● Objectif
Recopie seulement la partie des enregistrements qui va de la ligne contenant « Where can the wood grain » jusqu'à la fin des enregistrements, ces deux bouts compris et les demandes aussi. Augmente de 139 chaque coordonnée des points dans les réponses.

[Entrées enregistrées]
▼

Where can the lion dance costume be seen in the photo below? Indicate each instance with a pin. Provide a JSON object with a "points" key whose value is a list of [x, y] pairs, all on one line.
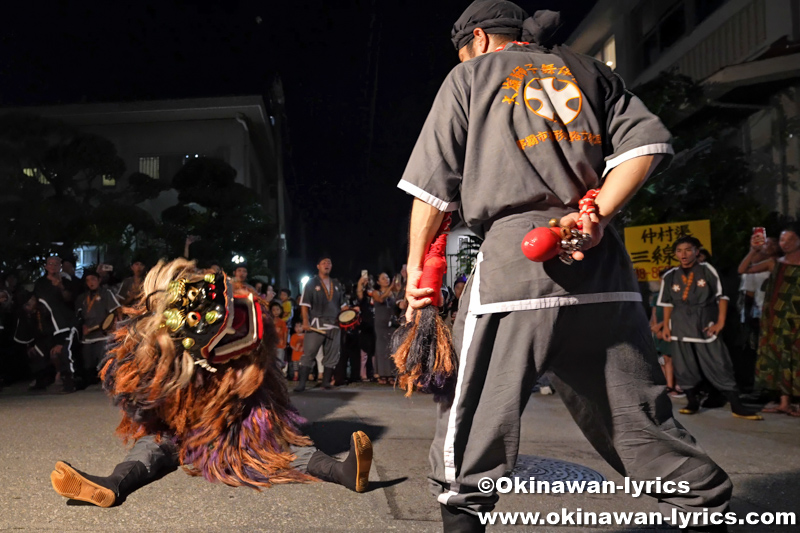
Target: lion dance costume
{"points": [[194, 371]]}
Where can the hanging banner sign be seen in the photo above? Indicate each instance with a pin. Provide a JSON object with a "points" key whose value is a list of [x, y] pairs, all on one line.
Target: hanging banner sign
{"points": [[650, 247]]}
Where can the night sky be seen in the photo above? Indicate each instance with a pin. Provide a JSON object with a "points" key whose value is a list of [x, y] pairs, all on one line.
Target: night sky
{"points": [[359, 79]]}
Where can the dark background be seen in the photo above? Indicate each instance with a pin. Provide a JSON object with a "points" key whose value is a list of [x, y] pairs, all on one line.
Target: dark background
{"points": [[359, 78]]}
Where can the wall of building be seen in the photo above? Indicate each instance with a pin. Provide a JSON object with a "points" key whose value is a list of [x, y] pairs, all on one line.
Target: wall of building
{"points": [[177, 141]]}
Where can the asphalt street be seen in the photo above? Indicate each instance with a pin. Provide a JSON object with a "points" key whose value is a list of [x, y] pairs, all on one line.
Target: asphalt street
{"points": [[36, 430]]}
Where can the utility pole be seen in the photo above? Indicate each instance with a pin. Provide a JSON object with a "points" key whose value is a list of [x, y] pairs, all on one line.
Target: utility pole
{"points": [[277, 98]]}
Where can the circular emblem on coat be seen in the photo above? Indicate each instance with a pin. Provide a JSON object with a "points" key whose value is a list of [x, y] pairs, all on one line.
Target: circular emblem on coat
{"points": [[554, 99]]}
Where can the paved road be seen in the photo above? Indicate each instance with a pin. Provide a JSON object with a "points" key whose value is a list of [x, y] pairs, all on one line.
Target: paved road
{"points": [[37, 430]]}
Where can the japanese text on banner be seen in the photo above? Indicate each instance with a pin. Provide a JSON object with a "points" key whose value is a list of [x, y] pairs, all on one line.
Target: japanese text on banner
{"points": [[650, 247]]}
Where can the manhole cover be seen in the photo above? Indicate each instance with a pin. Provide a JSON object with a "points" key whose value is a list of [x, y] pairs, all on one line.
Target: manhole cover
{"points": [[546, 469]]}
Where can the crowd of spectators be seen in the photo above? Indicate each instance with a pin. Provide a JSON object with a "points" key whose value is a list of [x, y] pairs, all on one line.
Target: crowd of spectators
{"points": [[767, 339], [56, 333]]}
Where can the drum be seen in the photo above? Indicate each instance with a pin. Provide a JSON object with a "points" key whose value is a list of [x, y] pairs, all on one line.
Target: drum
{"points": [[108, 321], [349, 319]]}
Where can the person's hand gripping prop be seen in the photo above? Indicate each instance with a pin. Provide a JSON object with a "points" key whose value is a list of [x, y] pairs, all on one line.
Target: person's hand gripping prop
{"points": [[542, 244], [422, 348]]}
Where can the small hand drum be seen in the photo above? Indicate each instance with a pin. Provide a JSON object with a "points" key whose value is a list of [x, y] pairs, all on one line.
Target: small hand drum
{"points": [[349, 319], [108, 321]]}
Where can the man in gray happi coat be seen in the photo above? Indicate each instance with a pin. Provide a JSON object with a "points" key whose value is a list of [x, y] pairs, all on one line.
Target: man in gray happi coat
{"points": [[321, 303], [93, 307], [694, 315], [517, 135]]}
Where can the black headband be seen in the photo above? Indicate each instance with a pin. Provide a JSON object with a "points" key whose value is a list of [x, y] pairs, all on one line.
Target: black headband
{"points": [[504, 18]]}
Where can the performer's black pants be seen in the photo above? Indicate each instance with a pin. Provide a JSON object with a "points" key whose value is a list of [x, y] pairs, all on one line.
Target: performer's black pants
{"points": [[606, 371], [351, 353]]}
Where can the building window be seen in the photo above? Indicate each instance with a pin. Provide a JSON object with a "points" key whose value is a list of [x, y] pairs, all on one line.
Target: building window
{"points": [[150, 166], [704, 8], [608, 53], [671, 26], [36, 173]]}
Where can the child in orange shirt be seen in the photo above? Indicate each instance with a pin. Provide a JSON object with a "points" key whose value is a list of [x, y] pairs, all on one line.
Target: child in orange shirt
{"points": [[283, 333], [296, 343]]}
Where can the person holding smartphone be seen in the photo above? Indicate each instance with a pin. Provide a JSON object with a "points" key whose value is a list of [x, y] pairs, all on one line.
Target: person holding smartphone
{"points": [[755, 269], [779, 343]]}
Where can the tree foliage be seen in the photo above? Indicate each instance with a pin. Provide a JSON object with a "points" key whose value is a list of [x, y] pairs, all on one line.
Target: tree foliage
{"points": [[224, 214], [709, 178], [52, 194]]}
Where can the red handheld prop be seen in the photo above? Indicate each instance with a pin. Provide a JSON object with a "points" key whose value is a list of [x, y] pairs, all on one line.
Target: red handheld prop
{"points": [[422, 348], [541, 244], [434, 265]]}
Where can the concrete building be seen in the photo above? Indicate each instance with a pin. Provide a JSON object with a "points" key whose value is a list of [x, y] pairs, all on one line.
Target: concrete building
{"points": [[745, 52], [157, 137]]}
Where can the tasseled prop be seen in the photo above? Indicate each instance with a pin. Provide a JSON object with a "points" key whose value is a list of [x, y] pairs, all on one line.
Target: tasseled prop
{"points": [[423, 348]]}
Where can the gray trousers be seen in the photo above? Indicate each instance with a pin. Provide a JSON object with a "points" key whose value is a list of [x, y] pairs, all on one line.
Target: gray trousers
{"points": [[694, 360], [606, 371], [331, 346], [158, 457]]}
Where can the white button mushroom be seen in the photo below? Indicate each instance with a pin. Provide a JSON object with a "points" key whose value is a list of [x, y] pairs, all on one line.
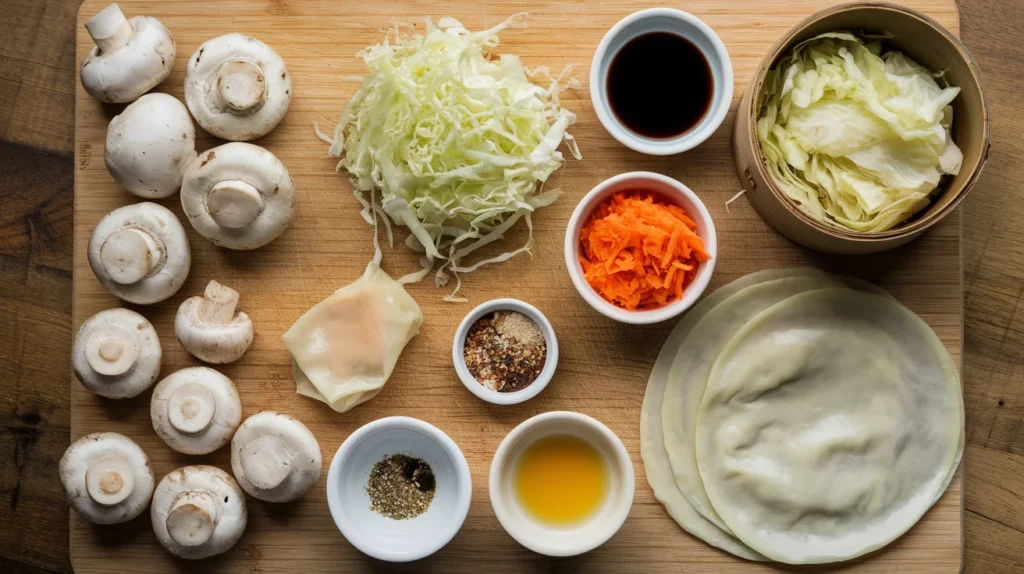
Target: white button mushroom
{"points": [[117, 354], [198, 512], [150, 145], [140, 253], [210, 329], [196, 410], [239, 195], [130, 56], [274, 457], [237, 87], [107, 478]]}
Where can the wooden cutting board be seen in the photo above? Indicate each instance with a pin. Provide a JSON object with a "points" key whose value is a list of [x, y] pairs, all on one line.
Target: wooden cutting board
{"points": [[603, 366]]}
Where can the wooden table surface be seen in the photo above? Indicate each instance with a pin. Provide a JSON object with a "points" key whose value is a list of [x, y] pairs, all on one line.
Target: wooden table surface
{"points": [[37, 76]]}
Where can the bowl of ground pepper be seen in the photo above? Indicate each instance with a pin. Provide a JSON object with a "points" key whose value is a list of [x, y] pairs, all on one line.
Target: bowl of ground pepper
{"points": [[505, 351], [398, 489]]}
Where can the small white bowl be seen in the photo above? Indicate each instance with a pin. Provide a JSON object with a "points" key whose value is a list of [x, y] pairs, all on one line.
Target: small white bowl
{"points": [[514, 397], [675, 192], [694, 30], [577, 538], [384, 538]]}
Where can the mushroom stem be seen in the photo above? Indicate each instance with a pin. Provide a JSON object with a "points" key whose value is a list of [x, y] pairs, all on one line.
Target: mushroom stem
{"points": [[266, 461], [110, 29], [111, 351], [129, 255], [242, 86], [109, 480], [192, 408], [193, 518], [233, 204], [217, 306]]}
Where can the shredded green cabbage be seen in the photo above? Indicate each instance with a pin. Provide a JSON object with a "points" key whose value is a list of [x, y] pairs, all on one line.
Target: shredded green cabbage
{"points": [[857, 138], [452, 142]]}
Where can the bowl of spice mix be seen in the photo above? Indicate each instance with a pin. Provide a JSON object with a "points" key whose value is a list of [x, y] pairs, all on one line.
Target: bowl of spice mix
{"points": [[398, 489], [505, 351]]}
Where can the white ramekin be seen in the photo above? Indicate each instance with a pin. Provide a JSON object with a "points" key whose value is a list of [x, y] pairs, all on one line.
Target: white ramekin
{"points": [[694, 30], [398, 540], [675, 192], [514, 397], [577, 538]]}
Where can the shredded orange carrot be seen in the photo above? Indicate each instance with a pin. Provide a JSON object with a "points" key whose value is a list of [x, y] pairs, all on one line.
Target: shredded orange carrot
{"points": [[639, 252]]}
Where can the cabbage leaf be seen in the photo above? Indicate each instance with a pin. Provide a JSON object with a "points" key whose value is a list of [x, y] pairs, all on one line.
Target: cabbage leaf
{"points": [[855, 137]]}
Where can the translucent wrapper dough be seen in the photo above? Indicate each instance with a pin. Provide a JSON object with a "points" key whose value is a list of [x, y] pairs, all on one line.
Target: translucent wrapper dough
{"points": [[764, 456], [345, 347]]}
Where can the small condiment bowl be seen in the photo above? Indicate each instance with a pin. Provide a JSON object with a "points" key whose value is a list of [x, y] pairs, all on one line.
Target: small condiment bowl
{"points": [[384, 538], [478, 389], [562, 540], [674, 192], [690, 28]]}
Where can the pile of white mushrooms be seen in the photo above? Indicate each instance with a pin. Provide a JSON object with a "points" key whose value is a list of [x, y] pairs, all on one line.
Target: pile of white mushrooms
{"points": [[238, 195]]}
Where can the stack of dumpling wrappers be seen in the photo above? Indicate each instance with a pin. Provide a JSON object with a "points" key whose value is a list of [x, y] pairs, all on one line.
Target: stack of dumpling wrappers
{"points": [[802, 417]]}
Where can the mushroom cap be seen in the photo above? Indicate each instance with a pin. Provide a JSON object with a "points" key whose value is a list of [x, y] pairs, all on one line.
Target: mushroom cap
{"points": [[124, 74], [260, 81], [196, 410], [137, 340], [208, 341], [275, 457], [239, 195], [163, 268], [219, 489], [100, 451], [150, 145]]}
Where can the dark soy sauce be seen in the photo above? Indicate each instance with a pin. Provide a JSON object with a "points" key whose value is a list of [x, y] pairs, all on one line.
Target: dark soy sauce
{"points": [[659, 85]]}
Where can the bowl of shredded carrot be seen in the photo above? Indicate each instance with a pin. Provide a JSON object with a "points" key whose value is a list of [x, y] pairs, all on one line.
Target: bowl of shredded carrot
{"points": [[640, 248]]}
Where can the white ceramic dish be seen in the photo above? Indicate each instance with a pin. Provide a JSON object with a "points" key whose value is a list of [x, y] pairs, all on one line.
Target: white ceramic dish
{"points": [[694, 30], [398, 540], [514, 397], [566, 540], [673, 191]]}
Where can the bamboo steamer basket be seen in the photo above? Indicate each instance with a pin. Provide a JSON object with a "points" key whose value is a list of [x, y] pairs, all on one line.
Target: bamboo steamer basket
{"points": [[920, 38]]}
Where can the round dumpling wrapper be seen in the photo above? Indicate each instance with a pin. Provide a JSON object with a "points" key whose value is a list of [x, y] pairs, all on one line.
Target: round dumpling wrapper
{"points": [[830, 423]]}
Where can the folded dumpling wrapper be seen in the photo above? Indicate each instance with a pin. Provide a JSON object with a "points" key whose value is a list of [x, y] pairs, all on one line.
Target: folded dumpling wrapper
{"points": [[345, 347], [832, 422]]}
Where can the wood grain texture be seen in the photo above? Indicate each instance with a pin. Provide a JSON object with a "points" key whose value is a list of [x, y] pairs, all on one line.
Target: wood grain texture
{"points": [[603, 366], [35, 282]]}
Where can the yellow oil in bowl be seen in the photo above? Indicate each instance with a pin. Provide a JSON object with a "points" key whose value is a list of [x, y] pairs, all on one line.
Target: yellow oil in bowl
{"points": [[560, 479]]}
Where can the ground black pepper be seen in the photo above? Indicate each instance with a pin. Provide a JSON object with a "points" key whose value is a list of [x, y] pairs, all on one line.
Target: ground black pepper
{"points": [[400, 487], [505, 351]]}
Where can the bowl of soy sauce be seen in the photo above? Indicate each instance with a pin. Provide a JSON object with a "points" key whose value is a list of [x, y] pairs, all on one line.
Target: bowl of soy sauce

▲

● Tâche terminée
Where can the wood grain texture be seen in the photo above? Indicate each instance with a pin. Provide a JSON object with a "points" key whose value is a list of [x, y] pairs, all on one line.
Target: wood grain texture
{"points": [[742, 505], [174, 421]]}
Where can the yellow oil in bowl be seen in the photo above? Indicate each instance with a pin. Provide a JSON object with a "points" key whose value is a list of [x, y] pairs, all on one line.
Target: yellow oil in bowl
{"points": [[699, 618]]}
Where can the ground black pepper be seen in the photo above? Indicate each instance with a pin. Provide a JSON object with a "points" key whose value is a list of [x, y] pairs, all on one line.
Target: ground black pepper
{"points": [[539, 626], [644, 490]]}
Where can the bowl of soy sauce be seen in the photo above? Indicate each instance with a pin. Provide a JSON object with a "points" key whose value is a list of [x, y] pairs, all on one line.
Target: bowl of soy sauce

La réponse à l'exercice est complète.